**Task details:** Set down exactly, and only, the lines from the one with "of the binoculars" to the final line of the entries, both included.

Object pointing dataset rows
++++++++++

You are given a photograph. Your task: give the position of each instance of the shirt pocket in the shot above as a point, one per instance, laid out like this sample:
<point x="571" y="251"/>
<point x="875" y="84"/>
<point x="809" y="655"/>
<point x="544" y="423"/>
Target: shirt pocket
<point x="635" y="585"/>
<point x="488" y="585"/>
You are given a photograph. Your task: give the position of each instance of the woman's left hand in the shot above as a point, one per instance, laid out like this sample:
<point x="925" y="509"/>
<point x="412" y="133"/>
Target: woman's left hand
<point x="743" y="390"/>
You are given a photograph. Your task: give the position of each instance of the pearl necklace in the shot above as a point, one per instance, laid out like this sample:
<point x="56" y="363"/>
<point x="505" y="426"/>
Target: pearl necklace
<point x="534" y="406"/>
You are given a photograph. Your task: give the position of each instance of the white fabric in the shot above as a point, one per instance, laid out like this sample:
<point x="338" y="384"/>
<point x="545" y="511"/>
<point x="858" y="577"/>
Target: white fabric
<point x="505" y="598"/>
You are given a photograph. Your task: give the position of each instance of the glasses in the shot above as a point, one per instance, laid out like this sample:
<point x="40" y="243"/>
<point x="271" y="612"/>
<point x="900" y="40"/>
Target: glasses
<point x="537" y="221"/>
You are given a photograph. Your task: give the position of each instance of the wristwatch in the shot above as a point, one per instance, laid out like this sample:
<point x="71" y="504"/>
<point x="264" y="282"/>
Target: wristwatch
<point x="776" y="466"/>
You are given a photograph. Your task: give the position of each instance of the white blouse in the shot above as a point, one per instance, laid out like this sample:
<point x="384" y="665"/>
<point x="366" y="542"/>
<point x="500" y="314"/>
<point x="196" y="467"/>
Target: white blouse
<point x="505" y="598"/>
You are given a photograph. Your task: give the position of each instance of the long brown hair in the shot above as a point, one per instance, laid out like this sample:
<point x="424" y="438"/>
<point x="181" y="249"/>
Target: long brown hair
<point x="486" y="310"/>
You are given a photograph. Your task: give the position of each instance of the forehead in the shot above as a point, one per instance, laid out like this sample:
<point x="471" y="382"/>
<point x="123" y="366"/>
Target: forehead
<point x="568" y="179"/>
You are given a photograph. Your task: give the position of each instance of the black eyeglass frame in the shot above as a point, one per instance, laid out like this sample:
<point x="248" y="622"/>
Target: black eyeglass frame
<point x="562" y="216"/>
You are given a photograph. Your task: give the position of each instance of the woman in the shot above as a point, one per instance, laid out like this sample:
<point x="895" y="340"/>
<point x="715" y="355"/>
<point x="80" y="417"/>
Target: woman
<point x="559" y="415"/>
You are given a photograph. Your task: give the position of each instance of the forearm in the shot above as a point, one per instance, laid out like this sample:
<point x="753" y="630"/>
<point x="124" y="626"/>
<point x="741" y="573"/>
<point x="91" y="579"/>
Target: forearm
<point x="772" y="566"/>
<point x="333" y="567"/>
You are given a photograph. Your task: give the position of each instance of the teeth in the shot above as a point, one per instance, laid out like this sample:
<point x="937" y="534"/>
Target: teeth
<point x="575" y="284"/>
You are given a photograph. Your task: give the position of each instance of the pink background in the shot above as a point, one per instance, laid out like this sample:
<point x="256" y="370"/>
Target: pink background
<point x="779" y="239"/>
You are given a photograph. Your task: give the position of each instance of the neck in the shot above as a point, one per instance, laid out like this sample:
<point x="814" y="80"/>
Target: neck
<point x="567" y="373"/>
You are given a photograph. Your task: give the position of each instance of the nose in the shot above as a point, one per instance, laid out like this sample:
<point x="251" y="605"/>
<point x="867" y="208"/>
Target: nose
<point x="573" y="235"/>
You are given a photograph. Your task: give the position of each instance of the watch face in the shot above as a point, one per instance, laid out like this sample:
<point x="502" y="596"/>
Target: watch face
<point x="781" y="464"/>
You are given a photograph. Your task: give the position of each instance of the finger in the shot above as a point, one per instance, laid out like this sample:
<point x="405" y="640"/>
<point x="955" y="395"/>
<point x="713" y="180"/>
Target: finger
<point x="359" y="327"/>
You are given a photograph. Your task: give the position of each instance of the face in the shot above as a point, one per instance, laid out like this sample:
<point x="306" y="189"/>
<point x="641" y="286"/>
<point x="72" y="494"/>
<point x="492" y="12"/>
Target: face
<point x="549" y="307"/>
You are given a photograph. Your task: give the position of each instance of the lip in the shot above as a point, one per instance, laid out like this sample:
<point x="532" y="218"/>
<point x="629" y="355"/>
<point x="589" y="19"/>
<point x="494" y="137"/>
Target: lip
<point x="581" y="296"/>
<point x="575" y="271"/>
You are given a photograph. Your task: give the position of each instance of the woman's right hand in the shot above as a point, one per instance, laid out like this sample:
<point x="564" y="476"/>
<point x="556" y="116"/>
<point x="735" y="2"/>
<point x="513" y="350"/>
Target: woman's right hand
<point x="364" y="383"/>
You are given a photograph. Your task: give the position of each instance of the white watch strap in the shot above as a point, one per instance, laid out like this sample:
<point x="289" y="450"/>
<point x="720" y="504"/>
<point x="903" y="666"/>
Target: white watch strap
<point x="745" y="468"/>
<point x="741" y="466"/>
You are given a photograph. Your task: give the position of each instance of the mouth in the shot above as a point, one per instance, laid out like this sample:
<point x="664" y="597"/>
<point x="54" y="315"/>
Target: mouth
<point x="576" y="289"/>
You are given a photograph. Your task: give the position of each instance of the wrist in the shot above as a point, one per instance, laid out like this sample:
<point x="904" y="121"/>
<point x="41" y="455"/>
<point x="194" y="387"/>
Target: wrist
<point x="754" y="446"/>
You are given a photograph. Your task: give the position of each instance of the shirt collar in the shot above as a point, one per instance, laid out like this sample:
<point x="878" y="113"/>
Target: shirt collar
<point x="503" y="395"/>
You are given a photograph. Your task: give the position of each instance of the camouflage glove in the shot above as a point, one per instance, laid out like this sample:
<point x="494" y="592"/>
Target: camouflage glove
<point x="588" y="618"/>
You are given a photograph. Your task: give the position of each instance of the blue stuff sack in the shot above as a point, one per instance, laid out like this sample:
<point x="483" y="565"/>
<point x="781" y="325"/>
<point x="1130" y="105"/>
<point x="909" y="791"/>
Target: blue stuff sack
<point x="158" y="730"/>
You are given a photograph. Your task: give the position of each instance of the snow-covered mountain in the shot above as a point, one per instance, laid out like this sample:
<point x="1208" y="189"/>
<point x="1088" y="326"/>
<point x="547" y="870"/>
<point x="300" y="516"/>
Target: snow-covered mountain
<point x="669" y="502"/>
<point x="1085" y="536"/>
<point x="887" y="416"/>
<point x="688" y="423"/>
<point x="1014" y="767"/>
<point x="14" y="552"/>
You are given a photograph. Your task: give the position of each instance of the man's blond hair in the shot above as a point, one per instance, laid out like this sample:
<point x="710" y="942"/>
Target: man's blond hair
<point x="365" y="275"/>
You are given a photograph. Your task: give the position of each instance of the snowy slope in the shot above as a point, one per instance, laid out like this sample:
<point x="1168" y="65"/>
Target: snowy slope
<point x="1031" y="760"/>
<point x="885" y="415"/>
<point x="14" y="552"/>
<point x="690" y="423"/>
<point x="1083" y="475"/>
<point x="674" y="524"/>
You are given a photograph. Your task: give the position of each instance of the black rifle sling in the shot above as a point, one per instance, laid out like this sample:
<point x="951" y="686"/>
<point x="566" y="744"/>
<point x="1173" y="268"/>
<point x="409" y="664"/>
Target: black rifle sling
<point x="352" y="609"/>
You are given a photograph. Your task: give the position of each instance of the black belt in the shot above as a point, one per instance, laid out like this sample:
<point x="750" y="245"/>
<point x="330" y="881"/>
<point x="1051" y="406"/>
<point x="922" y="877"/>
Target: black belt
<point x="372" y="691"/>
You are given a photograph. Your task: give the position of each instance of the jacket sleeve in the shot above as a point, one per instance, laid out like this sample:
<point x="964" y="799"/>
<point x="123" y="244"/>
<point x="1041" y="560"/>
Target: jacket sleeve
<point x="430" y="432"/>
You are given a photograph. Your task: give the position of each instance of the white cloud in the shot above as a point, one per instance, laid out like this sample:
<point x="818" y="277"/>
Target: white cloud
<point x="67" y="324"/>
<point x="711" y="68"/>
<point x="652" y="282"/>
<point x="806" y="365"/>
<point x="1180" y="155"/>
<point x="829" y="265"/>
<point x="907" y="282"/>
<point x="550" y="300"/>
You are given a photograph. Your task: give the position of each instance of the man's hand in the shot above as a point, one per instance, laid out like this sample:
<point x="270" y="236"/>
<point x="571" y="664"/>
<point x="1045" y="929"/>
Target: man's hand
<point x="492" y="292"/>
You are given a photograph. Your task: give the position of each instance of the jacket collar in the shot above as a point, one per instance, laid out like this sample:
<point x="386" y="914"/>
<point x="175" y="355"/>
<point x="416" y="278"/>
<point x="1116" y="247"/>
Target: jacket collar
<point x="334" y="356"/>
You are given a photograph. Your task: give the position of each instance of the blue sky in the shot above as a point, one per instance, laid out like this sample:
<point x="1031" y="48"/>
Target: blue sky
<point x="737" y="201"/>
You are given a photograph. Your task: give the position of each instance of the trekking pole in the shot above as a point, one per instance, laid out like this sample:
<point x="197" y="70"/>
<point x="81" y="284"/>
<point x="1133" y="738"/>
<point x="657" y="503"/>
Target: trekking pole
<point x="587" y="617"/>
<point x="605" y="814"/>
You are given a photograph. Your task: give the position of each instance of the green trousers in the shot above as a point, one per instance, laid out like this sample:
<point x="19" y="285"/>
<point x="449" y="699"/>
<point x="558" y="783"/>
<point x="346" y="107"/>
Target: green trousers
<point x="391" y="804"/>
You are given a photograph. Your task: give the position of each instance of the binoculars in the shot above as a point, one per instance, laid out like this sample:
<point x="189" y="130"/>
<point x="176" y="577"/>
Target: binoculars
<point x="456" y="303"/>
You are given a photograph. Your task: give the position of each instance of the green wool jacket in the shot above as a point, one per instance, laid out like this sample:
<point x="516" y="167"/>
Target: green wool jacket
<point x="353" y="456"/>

++++++++++

**Solved problem:**
You are given a photograph. Your task: give the position of each instance of the binoculars in the shot above as a point, one per instance, laid out like this sample:
<point x="189" y="130"/>
<point x="176" y="577"/>
Target: binoculars
<point x="456" y="303"/>
You are given a photograph. Your task: give the position of each instance of the green wool jacket in the shot above as a point, one per instance, laid out like this sample:
<point x="516" y="167"/>
Target: green wool jacket
<point x="353" y="456"/>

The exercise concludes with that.